%%

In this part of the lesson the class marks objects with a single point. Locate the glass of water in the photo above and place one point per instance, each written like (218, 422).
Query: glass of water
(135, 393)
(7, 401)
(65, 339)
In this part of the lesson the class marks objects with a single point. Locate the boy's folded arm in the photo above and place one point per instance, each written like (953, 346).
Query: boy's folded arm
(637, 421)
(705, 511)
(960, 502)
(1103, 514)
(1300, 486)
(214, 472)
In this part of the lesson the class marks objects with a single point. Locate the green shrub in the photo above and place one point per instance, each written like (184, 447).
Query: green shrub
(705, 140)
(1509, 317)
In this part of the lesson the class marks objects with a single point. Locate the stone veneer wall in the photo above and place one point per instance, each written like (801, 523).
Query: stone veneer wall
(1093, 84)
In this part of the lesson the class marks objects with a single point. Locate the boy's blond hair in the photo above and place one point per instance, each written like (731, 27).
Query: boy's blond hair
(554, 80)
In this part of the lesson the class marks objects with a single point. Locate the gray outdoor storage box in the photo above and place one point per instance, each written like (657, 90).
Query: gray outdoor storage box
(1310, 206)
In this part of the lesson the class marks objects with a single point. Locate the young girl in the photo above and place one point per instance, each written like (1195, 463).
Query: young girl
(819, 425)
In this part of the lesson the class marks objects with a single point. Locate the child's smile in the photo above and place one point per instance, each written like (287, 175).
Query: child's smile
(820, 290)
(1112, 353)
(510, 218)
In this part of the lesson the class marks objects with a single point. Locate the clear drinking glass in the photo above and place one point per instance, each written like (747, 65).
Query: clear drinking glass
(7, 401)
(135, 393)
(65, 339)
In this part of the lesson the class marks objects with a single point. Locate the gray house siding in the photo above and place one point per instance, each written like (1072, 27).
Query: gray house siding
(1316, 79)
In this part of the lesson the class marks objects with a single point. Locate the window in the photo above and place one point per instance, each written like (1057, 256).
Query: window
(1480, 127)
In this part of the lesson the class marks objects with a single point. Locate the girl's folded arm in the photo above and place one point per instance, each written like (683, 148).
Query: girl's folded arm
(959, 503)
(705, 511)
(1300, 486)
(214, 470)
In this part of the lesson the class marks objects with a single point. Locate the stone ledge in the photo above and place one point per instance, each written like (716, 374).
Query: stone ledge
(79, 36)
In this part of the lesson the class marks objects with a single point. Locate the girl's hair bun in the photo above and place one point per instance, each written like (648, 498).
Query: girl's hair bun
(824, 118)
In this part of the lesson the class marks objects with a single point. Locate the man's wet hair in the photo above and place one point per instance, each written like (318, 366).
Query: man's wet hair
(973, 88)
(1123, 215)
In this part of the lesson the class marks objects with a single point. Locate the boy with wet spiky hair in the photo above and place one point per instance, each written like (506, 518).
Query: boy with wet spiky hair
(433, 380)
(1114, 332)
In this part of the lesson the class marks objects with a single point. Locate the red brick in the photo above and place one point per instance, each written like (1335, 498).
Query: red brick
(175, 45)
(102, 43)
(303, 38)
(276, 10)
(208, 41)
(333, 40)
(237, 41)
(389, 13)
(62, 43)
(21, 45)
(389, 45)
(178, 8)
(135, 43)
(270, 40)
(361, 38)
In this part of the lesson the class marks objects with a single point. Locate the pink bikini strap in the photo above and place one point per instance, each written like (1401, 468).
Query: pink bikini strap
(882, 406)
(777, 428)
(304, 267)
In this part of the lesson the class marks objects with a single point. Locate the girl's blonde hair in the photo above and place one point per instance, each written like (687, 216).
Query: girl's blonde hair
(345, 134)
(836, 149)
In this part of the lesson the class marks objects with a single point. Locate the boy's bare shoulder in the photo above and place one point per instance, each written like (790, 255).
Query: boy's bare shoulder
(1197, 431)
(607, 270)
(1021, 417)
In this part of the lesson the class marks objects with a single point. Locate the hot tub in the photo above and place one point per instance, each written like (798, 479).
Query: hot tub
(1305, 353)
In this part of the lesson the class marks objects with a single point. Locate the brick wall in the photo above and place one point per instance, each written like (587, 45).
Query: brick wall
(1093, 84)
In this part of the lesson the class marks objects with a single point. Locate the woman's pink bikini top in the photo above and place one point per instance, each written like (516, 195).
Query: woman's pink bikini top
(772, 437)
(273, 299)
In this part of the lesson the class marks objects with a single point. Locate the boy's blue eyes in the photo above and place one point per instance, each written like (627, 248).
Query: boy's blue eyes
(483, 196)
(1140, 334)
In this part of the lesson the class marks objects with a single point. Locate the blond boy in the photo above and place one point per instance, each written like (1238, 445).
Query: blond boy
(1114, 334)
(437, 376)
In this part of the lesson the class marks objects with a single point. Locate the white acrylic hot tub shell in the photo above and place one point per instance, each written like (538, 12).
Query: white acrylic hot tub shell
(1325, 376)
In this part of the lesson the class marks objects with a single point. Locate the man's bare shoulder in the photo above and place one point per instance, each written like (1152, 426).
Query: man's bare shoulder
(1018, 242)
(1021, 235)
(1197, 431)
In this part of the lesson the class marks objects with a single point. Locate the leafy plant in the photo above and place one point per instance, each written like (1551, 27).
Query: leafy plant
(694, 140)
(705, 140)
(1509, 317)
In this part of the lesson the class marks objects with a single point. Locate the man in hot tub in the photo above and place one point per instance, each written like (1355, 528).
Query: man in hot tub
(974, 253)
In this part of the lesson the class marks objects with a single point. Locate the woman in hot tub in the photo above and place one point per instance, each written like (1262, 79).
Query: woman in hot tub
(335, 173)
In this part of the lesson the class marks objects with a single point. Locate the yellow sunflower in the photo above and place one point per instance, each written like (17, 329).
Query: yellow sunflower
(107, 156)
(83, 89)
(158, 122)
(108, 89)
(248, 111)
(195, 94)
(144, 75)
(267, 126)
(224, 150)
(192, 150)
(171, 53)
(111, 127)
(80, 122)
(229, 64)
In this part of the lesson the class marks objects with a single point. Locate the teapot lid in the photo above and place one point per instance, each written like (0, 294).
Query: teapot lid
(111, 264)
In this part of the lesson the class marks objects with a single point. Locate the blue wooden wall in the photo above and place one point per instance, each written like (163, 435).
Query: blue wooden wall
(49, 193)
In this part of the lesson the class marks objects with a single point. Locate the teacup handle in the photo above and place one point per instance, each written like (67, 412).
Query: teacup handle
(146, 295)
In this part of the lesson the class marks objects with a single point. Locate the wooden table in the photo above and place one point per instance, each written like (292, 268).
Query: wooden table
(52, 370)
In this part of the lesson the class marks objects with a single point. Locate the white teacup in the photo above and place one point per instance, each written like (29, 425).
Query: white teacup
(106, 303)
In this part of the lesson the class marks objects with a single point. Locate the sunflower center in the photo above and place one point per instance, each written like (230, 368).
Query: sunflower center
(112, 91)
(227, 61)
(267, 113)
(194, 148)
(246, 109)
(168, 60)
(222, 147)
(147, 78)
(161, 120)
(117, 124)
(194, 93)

%%

▸ **WRITTEN INSTRUCTION**:
Express the entries from the line containing "like (230, 368)." through the end of the entries as a two-column CSV with the columns entry_text and answer, one row per entry. Put each entry's text and its answer in their own quoted fields, with line breaks replaced by spaces.

▸ **THE SOLUTION**:
entry_text,answer
"In this part of the lesson the class marks objects with a single point. Locate the sunflower center in the photo above and place one point per instance, each written like (230, 368). Query: sunflower center","(112, 91) (227, 61) (267, 113) (194, 148) (246, 109) (168, 60) (222, 147) (147, 78) (161, 120) (117, 124) (194, 93)"